• _Dataset_:

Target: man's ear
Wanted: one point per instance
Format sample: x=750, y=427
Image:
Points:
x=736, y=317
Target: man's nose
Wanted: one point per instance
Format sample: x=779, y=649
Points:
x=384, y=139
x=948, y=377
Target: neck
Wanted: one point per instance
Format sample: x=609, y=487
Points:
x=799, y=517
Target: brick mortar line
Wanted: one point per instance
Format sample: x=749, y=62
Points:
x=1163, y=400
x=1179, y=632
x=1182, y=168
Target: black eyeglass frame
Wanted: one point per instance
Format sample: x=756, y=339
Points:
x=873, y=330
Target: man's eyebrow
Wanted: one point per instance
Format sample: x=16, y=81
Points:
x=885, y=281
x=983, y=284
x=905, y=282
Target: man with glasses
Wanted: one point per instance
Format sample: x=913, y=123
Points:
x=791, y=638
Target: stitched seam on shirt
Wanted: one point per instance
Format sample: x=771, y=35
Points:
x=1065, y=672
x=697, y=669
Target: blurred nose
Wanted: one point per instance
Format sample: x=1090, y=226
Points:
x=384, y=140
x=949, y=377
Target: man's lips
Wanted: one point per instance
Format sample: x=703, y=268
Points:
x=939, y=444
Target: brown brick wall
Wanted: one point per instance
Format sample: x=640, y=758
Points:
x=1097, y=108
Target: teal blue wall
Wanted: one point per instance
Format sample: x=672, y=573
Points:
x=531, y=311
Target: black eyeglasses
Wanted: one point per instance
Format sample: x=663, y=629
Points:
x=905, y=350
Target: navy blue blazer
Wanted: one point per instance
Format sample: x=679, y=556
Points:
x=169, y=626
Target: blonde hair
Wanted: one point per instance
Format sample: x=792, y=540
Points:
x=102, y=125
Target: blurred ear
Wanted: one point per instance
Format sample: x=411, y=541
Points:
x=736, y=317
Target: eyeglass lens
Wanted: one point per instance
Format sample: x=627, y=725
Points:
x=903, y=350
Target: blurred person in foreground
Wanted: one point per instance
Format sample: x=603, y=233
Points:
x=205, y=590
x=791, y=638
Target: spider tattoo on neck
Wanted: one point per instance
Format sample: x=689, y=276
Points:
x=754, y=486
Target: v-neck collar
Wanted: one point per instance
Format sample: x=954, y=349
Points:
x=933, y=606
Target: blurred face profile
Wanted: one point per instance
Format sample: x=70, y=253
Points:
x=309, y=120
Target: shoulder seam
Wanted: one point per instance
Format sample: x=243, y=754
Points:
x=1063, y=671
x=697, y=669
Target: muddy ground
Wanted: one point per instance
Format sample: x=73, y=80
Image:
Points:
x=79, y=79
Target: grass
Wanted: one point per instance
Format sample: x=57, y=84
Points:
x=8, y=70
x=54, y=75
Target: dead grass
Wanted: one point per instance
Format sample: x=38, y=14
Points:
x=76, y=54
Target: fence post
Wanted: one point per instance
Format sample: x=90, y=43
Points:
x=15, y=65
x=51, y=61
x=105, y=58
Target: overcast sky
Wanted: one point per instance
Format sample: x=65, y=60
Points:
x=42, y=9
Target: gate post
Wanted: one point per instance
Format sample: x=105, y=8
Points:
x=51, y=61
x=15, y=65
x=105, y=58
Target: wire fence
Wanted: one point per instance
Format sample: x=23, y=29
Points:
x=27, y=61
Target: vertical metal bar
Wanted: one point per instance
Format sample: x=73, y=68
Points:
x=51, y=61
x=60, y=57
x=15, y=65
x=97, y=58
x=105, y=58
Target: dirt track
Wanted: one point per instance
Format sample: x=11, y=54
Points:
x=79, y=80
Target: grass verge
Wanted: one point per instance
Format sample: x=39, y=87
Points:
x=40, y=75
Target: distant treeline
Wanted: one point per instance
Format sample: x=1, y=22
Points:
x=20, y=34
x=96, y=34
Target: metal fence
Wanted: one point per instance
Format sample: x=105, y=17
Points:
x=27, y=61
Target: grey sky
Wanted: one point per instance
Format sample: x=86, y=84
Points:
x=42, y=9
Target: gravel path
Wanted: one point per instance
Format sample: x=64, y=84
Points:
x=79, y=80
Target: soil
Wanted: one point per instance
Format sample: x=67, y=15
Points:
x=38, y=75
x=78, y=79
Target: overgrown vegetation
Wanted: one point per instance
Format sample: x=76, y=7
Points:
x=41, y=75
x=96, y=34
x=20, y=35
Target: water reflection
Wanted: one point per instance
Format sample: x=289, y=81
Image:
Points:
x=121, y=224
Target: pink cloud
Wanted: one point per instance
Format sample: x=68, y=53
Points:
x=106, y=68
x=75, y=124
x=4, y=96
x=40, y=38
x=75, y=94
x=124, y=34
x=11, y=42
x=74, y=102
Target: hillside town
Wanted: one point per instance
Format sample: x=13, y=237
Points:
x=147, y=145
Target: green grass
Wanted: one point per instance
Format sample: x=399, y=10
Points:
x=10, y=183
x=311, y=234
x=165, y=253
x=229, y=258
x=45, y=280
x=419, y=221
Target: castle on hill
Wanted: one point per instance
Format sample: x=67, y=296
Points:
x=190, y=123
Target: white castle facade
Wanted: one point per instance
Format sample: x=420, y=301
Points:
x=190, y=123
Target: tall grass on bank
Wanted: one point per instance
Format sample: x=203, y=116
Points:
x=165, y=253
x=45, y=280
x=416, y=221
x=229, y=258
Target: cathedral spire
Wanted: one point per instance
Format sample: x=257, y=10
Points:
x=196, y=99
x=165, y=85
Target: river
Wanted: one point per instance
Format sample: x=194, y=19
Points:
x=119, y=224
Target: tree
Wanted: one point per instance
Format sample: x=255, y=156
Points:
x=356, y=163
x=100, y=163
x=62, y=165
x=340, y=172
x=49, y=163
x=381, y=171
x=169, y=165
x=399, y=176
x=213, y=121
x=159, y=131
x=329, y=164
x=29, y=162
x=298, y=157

• _Aim of the task_:
Reproduce all of the records above with "Requested" substituted for every occurrence of "Wanted", leaving everything else unchanged.

• _Full output_:
Target: man's ear
Requested: one point per instance
Format sample: x=750, y=427
Image:
Points:
x=736, y=317
Target: man's nose
Requested: one point per instance
Format sample: x=779, y=649
Points:
x=384, y=139
x=948, y=377
Target: neck
Requested: one point per instance
Format sample: x=609, y=487
Points:
x=799, y=517
Target: brick mortar line
Requested: one point per instance
Format sample: x=749, y=62
Points:
x=1163, y=400
x=1179, y=632
x=1182, y=168
Target: black eyeglass frame
Requested: one point per instance
Format sample: x=756, y=339
Points:
x=873, y=330
Target: man's eyebrow
Requested: one point per instance
Format sample: x=16, y=81
Points:
x=885, y=281
x=983, y=284
x=905, y=282
Target: man with glasses
Requested: one point per instance
Format sample: x=913, y=123
Points:
x=791, y=638
Target: stitched seam on shirt
Requested: one point per instance
Format sample: x=771, y=35
Points:
x=1065, y=672
x=697, y=669
Target: blurred nose
Requested: one point per instance
Format sample: x=1090, y=226
Points:
x=384, y=140
x=949, y=377
Target: man's lips
Requested: one point per instance
Format sample: x=703, y=268
Points:
x=939, y=444
Target: brown brick wall
Requested: one point per instance
Format sample: x=640, y=758
Points:
x=1097, y=108
Target: teal blue wall
Requested: one point per instance
Format sample: x=672, y=573
Points:
x=531, y=311
Target: black eyeglasses
Requested: one point per instance
Format sample: x=663, y=629
Points:
x=905, y=350
Target: navy blue blazer
Requested: one point per instance
Format sample: x=679, y=556
Points:
x=169, y=626
Target: blonde hair
Requested: one point per instance
Format sample: x=792, y=540
Points:
x=102, y=125
Target: blurred ear
Requested: one point per instance
Format sample: x=411, y=541
Points:
x=736, y=317
Target: eyeglass lens
Requested: one point per instance
Format sample: x=627, y=725
Points:
x=903, y=350
Target: blurred person in foreground
Requested: one point per instance
Format sample: x=603, y=233
Points:
x=205, y=590
x=791, y=638
Target: spider tattoo on neck
Requested: one point per instance
Format sample: x=689, y=276
Points:
x=754, y=486
Target: v-neck collar
Requested: one point per instance
Format sample: x=954, y=349
Points:
x=933, y=606
Target: blurred face profile
Requested: one point per instance
Format sample: x=70, y=253
Points:
x=309, y=120
Target: shoulder seam
Requested: one point per instance
Format sample: x=243, y=754
Points:
x=1063, y=671
x=697, y=669
Target: muddy ground
Requested: one point per instance
Format sample: x=73, y=80
Image:
Points:
x=79, y=79
Target: grass
Requested: one point per instance
Format sample: x=57, y=84
Points:
x=8, y=70
x=54, y=75
Target: dead grass
Requested: one point per instance
Format sample: x=38, y=14
Points:
x=76, y=54
Target: fence post
Requested: one point per instance
Format sample: x=90, y=43
Points:
x=15, y=65
x=51, y=61
x=105, y=58
Target: overcast sky
Requested: one point per instance
Format sample: x=65, y=60
Points:
x=42, y=9
Target: gate post
Requested: one point per instance
Format sample: x=105, y=8
Points:
x=51, y=61
x=15, y=65
x=105, y=58
Target: wire fence
Requested: one point per instance
Format sample: x=23, y=29
Points:
x=27, y=61
Target: vertical metal bar
Requested: one point per instance
Format sample: x=73, y=68
Points:
x=51, y=61
x=60, y=57
x=15, y=65
x=97, y=58
x=105, y=58
Target: dirt track
Requested: one point per instance
Format sample: x=11, y=54
Points:
x=79, y=80
Target: grass verge
Requested: one point per instance
Format sample: x=39, y=87
Points:
x=40, y=75
Target: distant treeline
Requested: one point per instance
Format sample: x=1, y=22
Points:
x=20, y=34
x=96, y=34
Target: metal fence
Requested: one point per instance
Format sample: x=105, y=17
Points:
x=27, y=61
Target: grey sky
Requested: one point per instance
Format sample: x=86, y=84
Points:
x=42, y=9
Target: gravel path
Requested: one point per instance
Format sample: x=64, y=84
Points:
x=79, y=80
Target: soil
Requested: one point per instance
Format sample: x=67, y=15
Points:
x=38, y=75
x=78, y=79
Target: overgrown vegetation
Requested: one point per instance
Format sample: x=76, y=7
Points:
x=41, y=75
x=96, y=34
x=20, y=35
Target: water reflection
Requested: one point per instance
Format sample: x=289, y=81
Image:
Points:
x=121, y=224
Target: pink cloud
Requested: one point per instance
Format sample: x=68, y=53
Points:
x=106, y=68
x=75, y=124
x=4, y=96
x=40, y=38
x=75, y=94
x=124, y=34
x=11, y=42
x=74, y=102
Target: hillside town
Requested: one point per instance
Format sample: x=13, y=237
Points:
x=147, y=145
Target: green grass
Requested: one point per instance
Format sample: x=399, y=10
Points:
x=10, y=183
x=311, y=234
x=165, y=253
x=229, y=258
x=45, y=280
x=419, y=221
Target: castle on hill
Requested: one point per instance
Format sample: x=67, y=296
Points:
x=190, y=123
Target: white castle facade
Requested: one point per instance
Format sample: x=420, y=301
Points:
x=190, y=123
Target: tall grass on bank
Requested: one point per instance
Format sample: x=203, y=116
Points:
x=165, y=253
x=45, y=280
x=416, y=221
x=229, y=258
Target: cathedral spire
Requested: one point per instance
Format sample: x=257, y=10
Points:
x=196, y=99
x=165, y=85
Target: river
Requested: one point per instance
Format sample: x=194, y=19
Points:
x=119, y=224
Target: tree
Requested: one point per instance
Format sample: x=255, y=156
Points:
x=356, y=163
x=100, y=163
x=62, y=165
x=340, y=172
x=49, y=163
x=381, y=171
x=169, y=165
x=399, y=176
x=213, y=121
x=159, y=131
x=329, y=164
x=29, y=162
x=298, y=157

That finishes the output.